> TASK DIRECTIONS
Render the lines from the one holding "I'd love your assistance: please find the brick" through the end of the records, inclusive, as a Markdown table with the columns Row and Line, leaving out blank lines. Give only those lines.

....

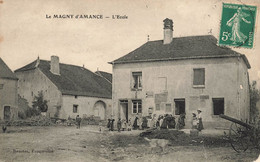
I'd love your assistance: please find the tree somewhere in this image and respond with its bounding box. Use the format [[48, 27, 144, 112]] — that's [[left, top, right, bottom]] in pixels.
[[249, 81, 260, 122], [32, 91, 48, 112]]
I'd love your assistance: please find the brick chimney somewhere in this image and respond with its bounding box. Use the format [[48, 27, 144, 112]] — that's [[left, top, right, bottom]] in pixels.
[[50, 56, 60, 75], [163, 18, 173, 44]]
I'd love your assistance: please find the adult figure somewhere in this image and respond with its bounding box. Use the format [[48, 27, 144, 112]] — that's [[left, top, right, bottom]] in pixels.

....

> OUTPUT FOR THIS TASK
| Row | Line |
|---|---|
| 1 | I'd love your assistance: please find the brick chimney somewhere in this image and respond with its bounding box. Use the format [[48, 27, 144, 112]] — that's [[left, top, right, bottom]] in pixels. |
| 2 | [[50, 56, 60, 75], [163, 18, 173, 44]] |
| 3 | I'd love your assistance: please find the adult figure somewhere in this image and respond with its bounding box. Use the format [[48, 27, 144, 112]] — that's [[left, top, right, bottom]] in pixels. |